▼

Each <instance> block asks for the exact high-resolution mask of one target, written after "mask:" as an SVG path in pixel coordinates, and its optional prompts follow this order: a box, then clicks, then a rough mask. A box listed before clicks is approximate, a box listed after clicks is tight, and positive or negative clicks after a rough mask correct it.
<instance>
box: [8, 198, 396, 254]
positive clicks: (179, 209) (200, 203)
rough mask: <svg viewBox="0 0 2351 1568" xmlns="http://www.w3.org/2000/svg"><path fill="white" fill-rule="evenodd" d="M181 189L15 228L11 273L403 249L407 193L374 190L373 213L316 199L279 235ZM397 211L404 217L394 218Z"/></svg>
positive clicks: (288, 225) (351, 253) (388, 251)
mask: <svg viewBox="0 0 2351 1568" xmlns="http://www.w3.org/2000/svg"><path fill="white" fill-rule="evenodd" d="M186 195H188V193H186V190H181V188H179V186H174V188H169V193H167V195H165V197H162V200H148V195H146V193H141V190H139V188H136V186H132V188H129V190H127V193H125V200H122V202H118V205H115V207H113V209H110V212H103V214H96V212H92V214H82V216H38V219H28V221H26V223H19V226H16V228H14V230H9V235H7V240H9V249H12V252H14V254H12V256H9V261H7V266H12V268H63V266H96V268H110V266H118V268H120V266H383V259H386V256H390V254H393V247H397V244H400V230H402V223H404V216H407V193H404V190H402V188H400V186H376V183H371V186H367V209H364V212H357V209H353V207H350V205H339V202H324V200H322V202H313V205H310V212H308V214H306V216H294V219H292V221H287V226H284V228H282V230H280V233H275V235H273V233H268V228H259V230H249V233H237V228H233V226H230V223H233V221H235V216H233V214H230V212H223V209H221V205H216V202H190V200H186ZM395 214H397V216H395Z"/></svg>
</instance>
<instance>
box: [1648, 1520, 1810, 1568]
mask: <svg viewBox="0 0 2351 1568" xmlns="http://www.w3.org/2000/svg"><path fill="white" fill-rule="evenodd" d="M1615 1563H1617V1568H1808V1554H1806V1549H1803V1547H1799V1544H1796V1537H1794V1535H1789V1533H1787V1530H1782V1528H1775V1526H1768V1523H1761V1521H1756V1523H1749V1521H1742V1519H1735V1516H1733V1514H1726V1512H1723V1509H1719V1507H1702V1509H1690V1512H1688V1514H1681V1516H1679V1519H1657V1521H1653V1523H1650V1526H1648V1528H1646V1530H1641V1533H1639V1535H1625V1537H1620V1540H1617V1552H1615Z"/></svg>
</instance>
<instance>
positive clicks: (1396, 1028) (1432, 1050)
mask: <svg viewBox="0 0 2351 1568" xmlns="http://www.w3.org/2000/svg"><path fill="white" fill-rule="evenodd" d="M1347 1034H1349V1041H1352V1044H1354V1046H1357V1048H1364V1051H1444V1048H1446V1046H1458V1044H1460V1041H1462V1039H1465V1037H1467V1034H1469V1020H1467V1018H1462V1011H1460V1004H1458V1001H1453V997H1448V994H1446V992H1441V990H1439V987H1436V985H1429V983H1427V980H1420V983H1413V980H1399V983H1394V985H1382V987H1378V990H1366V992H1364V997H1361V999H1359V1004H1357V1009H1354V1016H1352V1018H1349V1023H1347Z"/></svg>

▲

Reproduza sem nenhuma alteração tudo o que vai do começo das linhas acima até a linha que contém "positive clicks: (288, 225)", incluindo essa linha.

* RESPOSTA:
Each <instance> block asks for the exact high-resolution mask of one target, written after "mask:" as an SVG path in pixel coordinates, and its optional prompts follow this order: a box, then clicks, then a rough mask. A box listed before clicks is approximate, a box listed after clicks is tight, and positive or negative clicks after a rough mask correct it.
<instance>
box: [8, 198, 396, 254]
positive clicks: (179, 209) (200, 203)
rough mask: <svg viewBox="0 0 2351 1568" xmlns="http://www.w3.org/2000/svg"><path fill="white" fill-rule="evenodd" d="M181 189L15 228L11 273L403 249L407 193L374 190L373 213L316 199L279 235ZM397 211L404 217L394 218Z"/></svg>
positive clicks: (288, 225) (351, 253) (388, 251)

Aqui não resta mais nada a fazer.